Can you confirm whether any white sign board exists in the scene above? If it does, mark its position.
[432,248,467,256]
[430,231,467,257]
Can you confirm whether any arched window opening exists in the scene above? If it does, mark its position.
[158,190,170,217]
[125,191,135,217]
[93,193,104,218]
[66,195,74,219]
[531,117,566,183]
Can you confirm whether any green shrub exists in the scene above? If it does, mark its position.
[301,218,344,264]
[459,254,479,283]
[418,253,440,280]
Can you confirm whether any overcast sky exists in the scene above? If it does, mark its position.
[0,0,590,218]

**TASK DESCRIPTION**
Rewrite every line above as a numbered list, leaving out any blank lines.

**SOLUTION TO THIS PROBLEM**
1. Can you confirm whether any white sign board exists in the scene above? If it does, mark its position.
2. [432,248,467,256]
3. [430,231,467,257]
4. Can you confirm whether any arched window opening exists in the scene above? If it does, mark its position.
5. [158,190,170,217]
6. [125,191,135,217]
7. [93,193,104,218]
8. [66,195,74,219]
9. [531,117,566,183]
10. Can you confirm whether any green shrub exists in the scene above? If it does, mark its position.
11. [301,218,344,264]
12. [459,254,479,283]
13. [418,253,440,280]
14. Can you confirm whether any overcast sky exists in the scene above? If it does, mark its position.
15. [0,0,590,218]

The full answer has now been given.